Your goal: Pull out each line from the items below that contains the word "cave". Copy every such line in full.

----- Excerpted records -----

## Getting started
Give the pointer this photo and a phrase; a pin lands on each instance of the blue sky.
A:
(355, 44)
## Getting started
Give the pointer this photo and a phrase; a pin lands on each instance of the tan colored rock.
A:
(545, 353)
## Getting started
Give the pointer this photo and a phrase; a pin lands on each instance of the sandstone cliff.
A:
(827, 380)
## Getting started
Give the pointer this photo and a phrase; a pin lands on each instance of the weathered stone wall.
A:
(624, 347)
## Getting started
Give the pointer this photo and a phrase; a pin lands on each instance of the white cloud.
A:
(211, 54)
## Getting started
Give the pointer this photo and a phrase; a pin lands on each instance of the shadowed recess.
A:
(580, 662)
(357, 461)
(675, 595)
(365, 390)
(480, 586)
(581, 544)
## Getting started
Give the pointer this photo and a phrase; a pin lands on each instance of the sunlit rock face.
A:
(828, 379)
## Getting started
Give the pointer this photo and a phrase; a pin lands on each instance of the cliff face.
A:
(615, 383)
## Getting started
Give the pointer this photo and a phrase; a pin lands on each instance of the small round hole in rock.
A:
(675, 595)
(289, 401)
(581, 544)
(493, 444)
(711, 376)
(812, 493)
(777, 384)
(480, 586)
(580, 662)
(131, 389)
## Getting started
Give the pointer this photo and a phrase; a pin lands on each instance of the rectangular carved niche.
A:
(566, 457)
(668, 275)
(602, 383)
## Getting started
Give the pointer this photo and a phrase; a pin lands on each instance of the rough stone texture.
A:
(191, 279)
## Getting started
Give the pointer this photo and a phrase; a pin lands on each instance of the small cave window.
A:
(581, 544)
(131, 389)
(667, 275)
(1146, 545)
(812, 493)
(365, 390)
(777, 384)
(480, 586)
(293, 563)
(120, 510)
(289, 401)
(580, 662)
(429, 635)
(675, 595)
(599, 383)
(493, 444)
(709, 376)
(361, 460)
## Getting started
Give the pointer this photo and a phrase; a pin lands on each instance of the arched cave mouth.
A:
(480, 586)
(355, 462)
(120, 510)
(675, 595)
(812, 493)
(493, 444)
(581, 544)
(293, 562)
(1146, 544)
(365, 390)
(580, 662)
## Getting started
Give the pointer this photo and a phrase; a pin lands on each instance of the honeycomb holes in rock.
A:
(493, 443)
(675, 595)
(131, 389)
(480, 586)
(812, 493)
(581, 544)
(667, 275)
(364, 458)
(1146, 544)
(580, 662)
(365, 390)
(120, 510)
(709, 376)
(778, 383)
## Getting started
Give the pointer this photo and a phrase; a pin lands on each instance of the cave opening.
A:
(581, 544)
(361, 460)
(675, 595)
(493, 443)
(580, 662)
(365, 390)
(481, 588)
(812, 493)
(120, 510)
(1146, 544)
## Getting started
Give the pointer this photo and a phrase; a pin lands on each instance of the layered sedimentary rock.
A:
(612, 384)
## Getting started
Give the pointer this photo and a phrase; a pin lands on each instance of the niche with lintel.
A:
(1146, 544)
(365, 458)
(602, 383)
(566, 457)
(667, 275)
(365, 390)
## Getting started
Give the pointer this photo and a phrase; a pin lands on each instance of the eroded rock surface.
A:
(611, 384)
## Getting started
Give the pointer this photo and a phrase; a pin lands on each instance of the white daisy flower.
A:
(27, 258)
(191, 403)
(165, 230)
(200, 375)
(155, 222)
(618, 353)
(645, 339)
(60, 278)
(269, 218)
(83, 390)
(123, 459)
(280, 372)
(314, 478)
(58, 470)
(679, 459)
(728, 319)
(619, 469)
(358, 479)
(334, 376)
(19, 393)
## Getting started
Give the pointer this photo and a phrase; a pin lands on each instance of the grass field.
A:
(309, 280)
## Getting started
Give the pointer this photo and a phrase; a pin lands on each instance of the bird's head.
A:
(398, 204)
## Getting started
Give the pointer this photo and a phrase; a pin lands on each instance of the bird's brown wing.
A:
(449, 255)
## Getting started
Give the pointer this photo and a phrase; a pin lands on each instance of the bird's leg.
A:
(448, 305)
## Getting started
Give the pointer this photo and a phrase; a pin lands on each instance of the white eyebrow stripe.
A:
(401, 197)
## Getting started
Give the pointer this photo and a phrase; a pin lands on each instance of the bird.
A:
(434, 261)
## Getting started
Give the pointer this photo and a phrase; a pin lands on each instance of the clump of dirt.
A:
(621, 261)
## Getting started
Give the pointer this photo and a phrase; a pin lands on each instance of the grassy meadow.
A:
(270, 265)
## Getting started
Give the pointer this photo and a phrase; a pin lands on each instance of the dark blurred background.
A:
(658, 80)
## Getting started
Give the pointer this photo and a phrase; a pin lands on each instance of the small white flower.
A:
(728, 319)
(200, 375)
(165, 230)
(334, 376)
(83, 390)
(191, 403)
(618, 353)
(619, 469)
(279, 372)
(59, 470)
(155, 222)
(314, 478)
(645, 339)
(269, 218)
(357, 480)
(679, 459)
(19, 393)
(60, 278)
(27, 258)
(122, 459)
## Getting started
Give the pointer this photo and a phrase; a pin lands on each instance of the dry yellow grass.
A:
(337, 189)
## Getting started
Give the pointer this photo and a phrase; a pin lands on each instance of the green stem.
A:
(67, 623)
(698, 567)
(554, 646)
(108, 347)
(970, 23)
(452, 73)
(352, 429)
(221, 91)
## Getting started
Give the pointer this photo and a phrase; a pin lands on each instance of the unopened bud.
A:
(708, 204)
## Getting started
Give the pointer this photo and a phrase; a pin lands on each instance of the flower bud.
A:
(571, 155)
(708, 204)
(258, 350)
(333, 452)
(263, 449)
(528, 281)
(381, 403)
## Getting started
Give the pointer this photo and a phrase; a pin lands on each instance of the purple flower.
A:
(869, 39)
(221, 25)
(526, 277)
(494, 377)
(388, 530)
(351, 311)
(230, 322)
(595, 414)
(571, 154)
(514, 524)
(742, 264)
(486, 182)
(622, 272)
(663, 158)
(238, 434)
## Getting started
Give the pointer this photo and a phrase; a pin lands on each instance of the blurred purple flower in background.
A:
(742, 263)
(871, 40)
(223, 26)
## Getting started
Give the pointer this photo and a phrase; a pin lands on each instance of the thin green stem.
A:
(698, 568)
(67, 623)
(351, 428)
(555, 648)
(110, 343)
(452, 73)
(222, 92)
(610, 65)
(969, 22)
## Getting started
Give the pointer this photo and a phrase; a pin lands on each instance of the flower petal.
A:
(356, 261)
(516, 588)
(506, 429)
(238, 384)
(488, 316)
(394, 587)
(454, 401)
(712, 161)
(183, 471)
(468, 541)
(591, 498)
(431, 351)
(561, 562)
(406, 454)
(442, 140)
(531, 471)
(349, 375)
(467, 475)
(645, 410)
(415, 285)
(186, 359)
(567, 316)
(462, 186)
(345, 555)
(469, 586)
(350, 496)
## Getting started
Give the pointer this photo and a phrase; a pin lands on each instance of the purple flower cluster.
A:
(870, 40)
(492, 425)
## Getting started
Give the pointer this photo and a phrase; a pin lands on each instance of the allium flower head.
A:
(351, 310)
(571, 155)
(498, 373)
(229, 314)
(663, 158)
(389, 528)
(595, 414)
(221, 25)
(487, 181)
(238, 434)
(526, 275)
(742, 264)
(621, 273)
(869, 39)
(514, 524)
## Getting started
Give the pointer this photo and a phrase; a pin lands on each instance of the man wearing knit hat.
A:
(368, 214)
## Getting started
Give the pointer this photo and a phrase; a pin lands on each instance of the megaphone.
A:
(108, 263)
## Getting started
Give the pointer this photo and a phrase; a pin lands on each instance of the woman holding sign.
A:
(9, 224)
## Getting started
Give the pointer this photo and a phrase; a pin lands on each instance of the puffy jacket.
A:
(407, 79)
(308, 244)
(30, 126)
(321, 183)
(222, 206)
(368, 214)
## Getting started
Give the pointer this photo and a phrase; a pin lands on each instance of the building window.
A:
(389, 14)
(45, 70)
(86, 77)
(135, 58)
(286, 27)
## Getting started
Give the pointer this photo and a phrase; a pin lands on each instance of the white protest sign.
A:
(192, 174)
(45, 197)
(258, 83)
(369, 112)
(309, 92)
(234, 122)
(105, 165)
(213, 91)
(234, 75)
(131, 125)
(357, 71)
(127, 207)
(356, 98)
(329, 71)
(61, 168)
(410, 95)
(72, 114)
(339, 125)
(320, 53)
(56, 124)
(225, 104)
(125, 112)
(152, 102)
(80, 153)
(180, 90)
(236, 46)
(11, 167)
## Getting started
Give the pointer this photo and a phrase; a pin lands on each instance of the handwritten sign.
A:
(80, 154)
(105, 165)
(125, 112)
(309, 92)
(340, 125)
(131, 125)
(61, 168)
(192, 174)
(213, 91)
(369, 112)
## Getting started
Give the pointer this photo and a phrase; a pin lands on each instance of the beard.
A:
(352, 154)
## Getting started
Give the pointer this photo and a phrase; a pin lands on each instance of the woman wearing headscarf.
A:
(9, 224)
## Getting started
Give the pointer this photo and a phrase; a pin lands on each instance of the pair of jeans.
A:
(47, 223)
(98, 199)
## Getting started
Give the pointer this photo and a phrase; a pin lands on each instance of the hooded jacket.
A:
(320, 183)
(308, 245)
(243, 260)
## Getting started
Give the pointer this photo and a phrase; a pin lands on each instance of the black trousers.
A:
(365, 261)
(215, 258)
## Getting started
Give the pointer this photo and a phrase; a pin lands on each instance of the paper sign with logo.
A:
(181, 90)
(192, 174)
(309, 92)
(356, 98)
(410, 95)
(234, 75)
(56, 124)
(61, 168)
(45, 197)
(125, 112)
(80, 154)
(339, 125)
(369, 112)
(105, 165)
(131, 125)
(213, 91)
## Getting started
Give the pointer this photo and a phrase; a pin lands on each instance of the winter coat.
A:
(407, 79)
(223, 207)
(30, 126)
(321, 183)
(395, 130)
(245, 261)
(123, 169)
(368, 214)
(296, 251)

-----

Full solution:
Give the pointer this photo and a phrase; a pin lands on each instance of the small cave window.
Give the pointer this photo and a phrase; a pin lands on each instance of the arched cave mouth.
Give the pointer this photo and a phrase; a pin lands on each instance of the cave opening.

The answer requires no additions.